# [Document segment]
Friends and acquaintances

The media and other factors are influential, but nothing shapes people as much as other people. Friends and acquaintances outside the home and the church can help or hinder a patient’s recovery. All those concerned about the patient, including the patient, can try to align their efforts to promote health.

Community and societal well-being and public health

Beyond the confines of the patient’s environment lies the wider world, and this wider world has an enormous effect on the health, and the mental health, of patients and their families. Poverty is associated with a litany of poor health outcomes. Pollution, whether air, water, food, noise, or any other, can kill. Cholera in London killed 616 people (1854) and smog in London caused about 4,000 premature deaths (1952). Even factors that do not kill can cause disease, harm function, and decrease quality of life. Lead poisoning was once widespread due to lead in paint and lead in gasoline but is now declining. It rarely kills but often harms, causing abdominal pain, anemia, confusion, headache, irritability, seizures, and long term brain damage. Large organizations such as government and major corporations typically act on this level.

# [Questions]
1/ Transcribe the passage on health influences between "Beyond the confines" and "on this level.", inclusive.
2/ According to the passage on health influences, about how many premature deaths did smog in London cause in 1952?

# [Data provided]
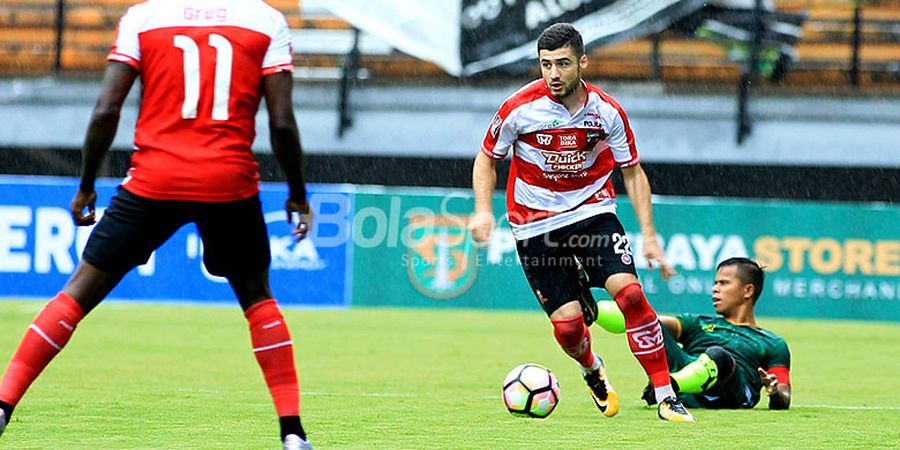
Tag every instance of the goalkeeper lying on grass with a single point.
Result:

# [Your responses]
1/
Beyond the confines of the patient’s environment lies the wider world, and this wider world has an enormous effect on the health, and the mental health, of patients and their families. Poverty is associated with a litany of poor health outcomes. Pollution, whether air, water, food, noise, or any other, can kill. Cholera in London killed 616 people (1854) and smog in London caused about 4,000 premature deaths (1952). Even factors that do not kill can cause disease, harm function, and decrease quality of life. Lead poisoning was once widespread due to lead in paint and lead in gasoline but is now declining. It rarely kills but often harms, causing abdominal pain, anemia, confusion, headache, irritability, seizures, and long term brain damage. Large organizations such as government and major corporations typically act on this level.

2/ About 4,000.